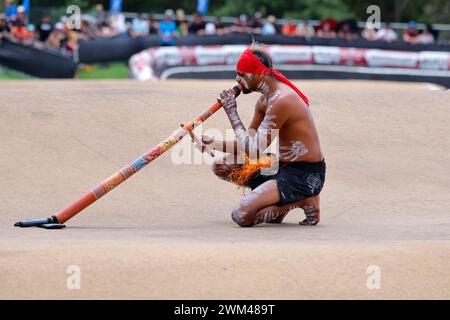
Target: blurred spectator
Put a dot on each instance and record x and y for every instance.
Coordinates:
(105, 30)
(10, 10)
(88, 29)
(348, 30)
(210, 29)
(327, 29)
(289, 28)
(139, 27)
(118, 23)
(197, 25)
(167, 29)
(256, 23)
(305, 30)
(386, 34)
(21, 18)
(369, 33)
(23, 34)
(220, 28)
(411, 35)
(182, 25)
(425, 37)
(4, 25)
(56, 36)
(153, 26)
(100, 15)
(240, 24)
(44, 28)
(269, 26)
=-=-=
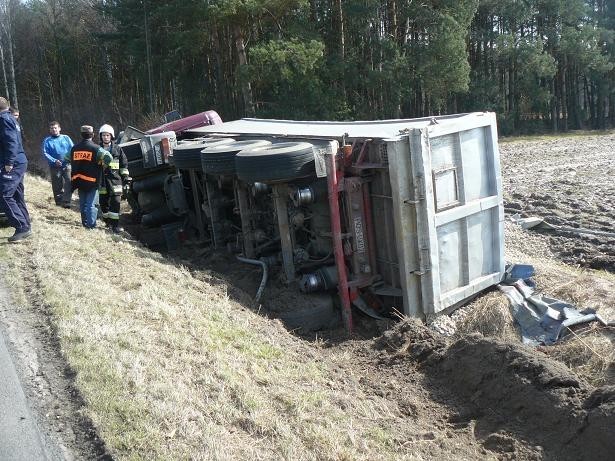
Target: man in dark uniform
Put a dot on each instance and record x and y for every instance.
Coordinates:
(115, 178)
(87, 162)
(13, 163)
=-=-=
WHAT YOU HAVE TO DO: The answer should be a single number: the count of lines in the records that hold the string "Target".

REPLY TO THE TASK: 2